## Texto dado
Cada tanto el capitalismo occidental produce “novedades
reaccionarias”, como escribió Badiou. Cambiando el blog por el stream, la
columna por el newsletter, el pañuelo verde por la remera negra, hoy vuelve a
estar de moda el análisis político antikirchnerista. Y por más que uno pueda
entretenerse con los monólogos de Rebord o sentirse interpelado por un párrafo
de Pablo Semán, sigue siendo válido lo que escribió Damián Selci en 2013,
abordando exactamente el mismo problema: “Un análisis político no es
interesante por la lectura que presenta sino por el poder real que representa;
en otras palabras, o bien expresa la postura de la fuerza social en la que se
apoya o bien es un juego cansador de ocurrencias”. No se trata de tener razón;
en las crisis todos tenemos razón. Ese no es el punto central. Para decirlo en
el modo estructuralista: aun si tienen razón en lo dicho, los analistas políticos
están equivocados en el decir. Su crítica no se plantea como aporte y en un
marco de adhesión a la construcción política, sino desenganchada de la praxis y
de la pregunta por el poder. Si no reconocen la conducción de Cristina, ¿de qué
Príncipe son consejeros? ¿Cuál es el proyecto alternativo al kirchnerismo y en
qué resultados se basa?

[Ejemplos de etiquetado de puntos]
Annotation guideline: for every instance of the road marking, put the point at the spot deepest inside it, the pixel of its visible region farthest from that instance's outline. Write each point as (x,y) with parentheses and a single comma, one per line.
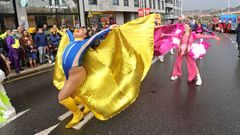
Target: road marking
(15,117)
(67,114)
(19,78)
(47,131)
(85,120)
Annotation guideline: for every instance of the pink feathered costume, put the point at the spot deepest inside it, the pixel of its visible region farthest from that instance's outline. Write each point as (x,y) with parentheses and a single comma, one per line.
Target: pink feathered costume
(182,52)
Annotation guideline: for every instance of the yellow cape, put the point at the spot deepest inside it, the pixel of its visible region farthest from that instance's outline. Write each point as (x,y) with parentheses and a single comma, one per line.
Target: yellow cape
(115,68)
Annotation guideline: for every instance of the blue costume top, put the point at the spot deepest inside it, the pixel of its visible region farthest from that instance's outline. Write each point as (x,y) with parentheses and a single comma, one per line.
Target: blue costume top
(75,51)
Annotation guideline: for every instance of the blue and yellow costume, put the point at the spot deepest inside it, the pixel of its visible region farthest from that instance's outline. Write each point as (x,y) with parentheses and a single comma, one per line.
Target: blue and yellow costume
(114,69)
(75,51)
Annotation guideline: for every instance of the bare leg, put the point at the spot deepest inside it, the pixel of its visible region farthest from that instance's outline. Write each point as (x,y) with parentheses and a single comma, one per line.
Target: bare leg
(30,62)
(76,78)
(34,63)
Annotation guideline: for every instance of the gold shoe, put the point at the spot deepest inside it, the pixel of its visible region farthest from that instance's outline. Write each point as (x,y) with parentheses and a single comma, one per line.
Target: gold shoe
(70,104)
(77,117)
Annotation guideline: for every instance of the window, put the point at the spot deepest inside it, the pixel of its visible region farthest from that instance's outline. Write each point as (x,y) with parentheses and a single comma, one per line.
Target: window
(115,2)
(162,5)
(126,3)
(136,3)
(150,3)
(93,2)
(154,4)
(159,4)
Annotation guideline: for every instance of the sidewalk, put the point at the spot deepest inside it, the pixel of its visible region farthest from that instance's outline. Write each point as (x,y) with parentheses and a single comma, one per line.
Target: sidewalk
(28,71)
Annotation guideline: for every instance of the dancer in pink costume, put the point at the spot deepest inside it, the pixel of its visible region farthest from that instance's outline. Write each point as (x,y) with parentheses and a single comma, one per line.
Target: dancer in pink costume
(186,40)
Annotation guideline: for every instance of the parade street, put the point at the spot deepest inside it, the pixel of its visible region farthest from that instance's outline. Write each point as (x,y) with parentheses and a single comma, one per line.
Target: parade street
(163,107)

...

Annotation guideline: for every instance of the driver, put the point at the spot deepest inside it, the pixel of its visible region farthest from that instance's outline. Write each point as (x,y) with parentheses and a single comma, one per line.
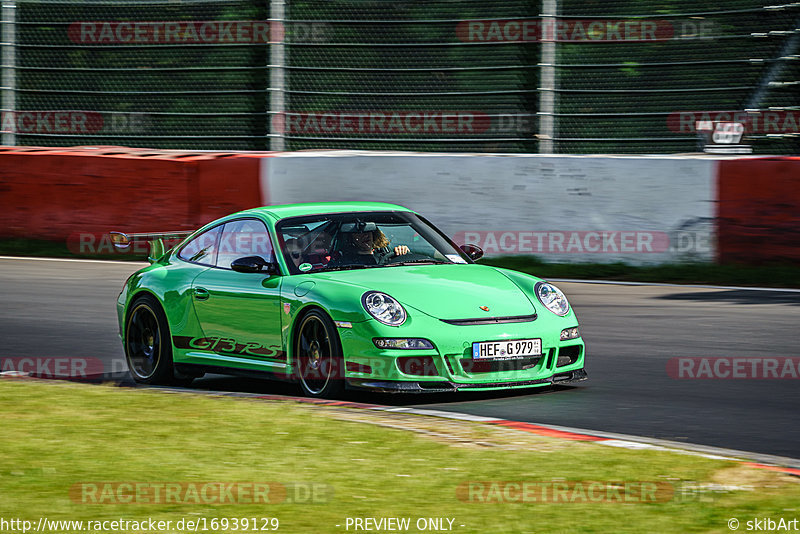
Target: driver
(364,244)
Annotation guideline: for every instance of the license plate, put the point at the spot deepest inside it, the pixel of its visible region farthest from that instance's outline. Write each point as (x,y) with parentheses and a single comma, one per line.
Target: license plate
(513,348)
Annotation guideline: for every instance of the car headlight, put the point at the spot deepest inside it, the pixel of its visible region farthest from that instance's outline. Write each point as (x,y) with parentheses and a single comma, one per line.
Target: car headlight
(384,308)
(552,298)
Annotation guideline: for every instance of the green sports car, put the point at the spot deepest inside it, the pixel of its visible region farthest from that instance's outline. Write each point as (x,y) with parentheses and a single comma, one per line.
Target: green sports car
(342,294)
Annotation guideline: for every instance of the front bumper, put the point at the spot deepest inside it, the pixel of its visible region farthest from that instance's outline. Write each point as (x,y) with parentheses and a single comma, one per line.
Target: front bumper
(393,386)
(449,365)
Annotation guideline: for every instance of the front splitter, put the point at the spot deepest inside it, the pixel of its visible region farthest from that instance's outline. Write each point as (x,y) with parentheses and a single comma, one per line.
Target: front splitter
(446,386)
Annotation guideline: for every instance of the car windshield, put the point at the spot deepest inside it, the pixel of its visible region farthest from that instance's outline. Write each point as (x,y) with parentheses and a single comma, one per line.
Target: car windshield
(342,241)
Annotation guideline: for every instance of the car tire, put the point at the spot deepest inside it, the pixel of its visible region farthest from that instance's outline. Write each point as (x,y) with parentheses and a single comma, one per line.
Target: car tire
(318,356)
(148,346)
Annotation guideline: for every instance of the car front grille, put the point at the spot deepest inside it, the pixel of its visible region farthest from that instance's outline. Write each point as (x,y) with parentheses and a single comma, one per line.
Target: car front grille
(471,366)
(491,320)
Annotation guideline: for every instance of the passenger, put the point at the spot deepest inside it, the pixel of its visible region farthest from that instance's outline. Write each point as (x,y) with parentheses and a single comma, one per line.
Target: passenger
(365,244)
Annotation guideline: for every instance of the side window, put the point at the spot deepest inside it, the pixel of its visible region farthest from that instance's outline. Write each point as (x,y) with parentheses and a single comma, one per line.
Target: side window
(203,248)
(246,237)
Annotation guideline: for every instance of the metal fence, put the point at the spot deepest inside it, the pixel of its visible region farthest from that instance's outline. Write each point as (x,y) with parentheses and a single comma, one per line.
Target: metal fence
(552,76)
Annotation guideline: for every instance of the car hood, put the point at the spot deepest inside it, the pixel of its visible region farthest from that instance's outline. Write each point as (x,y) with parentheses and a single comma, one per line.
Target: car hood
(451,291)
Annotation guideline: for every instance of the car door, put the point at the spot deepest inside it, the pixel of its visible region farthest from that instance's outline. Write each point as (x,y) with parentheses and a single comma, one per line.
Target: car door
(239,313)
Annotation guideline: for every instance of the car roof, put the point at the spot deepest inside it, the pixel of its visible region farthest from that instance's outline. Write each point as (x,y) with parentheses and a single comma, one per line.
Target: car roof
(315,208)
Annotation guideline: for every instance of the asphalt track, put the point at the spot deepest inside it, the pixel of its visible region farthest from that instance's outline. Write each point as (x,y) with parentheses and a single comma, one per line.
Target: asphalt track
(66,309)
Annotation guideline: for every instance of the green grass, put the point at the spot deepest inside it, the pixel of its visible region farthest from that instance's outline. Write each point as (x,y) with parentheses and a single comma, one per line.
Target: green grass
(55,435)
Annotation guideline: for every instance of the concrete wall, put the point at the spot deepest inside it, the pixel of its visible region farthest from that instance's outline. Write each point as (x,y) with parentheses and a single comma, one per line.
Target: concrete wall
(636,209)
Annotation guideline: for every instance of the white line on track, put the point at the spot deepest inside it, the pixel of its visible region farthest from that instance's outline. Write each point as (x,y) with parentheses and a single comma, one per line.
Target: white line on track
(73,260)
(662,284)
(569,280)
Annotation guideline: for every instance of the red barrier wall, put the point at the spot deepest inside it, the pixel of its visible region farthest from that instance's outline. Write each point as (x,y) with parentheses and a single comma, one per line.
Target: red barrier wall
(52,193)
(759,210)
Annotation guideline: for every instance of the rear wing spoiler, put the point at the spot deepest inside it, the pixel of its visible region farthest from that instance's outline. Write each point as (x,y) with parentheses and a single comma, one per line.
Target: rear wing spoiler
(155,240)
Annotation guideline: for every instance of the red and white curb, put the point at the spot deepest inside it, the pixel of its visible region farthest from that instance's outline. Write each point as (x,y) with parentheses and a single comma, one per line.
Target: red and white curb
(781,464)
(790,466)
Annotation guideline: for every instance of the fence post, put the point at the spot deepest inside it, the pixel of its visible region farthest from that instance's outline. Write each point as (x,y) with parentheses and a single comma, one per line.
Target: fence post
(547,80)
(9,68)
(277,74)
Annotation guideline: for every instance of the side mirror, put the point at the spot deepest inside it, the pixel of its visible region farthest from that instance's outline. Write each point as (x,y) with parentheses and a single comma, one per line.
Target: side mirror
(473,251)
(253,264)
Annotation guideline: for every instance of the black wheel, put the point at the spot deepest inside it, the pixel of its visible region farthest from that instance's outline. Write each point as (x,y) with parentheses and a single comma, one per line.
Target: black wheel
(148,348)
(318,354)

## Objetivo del ejercicio
¿En qué año escribió Damián Selci la frase sobre el análisis político que cita el texto sobre el análisis antikirchnerista?

## Solución
En 2013.